# Music



## Cheezmo Miner (Dec 2, 2011)

I hope this is all right to post, but I've been meticulously planning my pending ZEITGEIST game and thinking about mood-setting music.

I was leaning strongly to using the soundtrack for the last Sherlock Holmes movie which has a great combination of ethnic strings and old piano that I think fits the setting well. But like a lot of movie scores, its use in-game is difficult due to the sudden--often drastic--tempo switches.

Which is why video game music is always better. You want your background music, well, in the background, doing its job of invoking mood without distraction. Video game music is designed to be endlessly looped for as long as you are in an area or level, which is perfect for the tabletop because you never really know how long you need a track to repeat itself. 

So you can imagine my elation when I discovered ARCANUM: Of Steamworks and Magic Obscura available as a free download.

These tracks were exactly what I was looking for, as that game echos ZEITGEIST's theme of magic verses industry. I like that it relies on somber and minimalistic strings rather than full orchestration--quite unlike standard game or action film fare. 

So I guess the purpose of this post is to pass along my find to those who like to use music in their games. But I'm also open to suggestions: what music are you using in your ZEITGEIST games?


----------



## Falkus (Dec 2, 2011)

I had not considered Arcanum, but it's a brilliantly inspired choice for atmospheric music for Zeitgeist. I always loved the music from the game; and now that you've pointed it out, I'm going to use it as well; starting in my session tomorrow.


----------



## RangerWickett (Dec 2, 2011)

I have one GM who always has a 'theme song' to open his campaign sessions with. Conan had the first track off the Basil Poledouris Conan soundtrack. Rogue Trader has this epic piece:

[ame=http://www.youtube.com/watch?v=G2w4SNOW-6w]Hitman: Blood Money Original Soundtrack - Track 1 - YouTube[/ame]

I haven't yet thought of a good one for ZEITGEIST. Sherlock Holmes is tempting. Dammit, we need more steampunk, or at least 19th century action, video games and movies. 

I wonder if Wild Wild West would work. . . . Ha.

E.S. Posthumus has some good tunes for epic fantasy, but I don't think they'd work at heroic tier. My own inspiration soundtrack when writing the campaign primer included Koyaanisquatsi, Bioshock, and Metalocalypse.


----------



## Morrus (Dec 2, 2011)

There's also the actual ZEITGEIST theme.  I quite like it.

[ame=http://www.youtube.com/watch?v=MHQGvJ7F4ew]ZEITGEIST: The Gears Of Revolution - YouTube[/ame]


----------



## Falkus (Dec 2, 2011)

Me too  I'm going to use it as for session intro music; and the trailer itself helped me recruit some of the players for my group


----------



## Cheezmo Miner (Dec 2, 2011)

Raw records:
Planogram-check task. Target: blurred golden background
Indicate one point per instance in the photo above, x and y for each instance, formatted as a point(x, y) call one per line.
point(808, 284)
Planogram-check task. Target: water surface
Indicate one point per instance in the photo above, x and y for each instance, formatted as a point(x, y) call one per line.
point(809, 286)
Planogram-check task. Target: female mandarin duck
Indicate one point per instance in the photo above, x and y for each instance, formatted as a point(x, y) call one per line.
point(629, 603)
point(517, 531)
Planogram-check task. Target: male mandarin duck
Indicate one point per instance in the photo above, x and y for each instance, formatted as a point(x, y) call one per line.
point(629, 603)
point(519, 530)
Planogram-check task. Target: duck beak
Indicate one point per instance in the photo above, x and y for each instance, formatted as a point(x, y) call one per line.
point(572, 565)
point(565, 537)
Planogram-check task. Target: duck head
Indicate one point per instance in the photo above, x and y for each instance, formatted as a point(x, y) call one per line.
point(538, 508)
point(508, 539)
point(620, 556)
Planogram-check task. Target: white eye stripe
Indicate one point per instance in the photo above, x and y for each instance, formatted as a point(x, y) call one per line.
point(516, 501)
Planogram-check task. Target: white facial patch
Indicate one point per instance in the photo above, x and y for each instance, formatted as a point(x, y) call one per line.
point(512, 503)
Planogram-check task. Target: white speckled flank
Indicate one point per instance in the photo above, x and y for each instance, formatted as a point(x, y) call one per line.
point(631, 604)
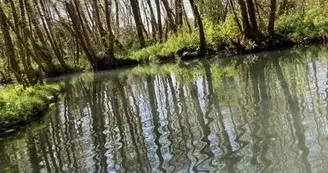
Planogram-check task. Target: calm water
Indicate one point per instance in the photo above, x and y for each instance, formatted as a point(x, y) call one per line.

The task: Reproduce the music thread word for word, everything from "## RangerWickett (Dec" down to "games and movies.". These records were taken from a separate source.

Exercise answer:
## RangerWickett (Dec 2, 2011)

I have one GM who always has a 'theme song' to open his campaign sessions with. Conan had the first track off the Basil Poledouris Conan soundtrack. Rogue Trader has this epic piece:

[ame=http://www.youtube.com/watch?v=G2w4SNOW-6w]Hitman: Blood Money Original Soundtrack - Track 1 - YouTube[/ame]

I haven't yet thought of a good one for ZEITGEIST. Sherlock Holmes is tempting. Dammit, we need more steampunk, or at least 19th century action, video games and movies.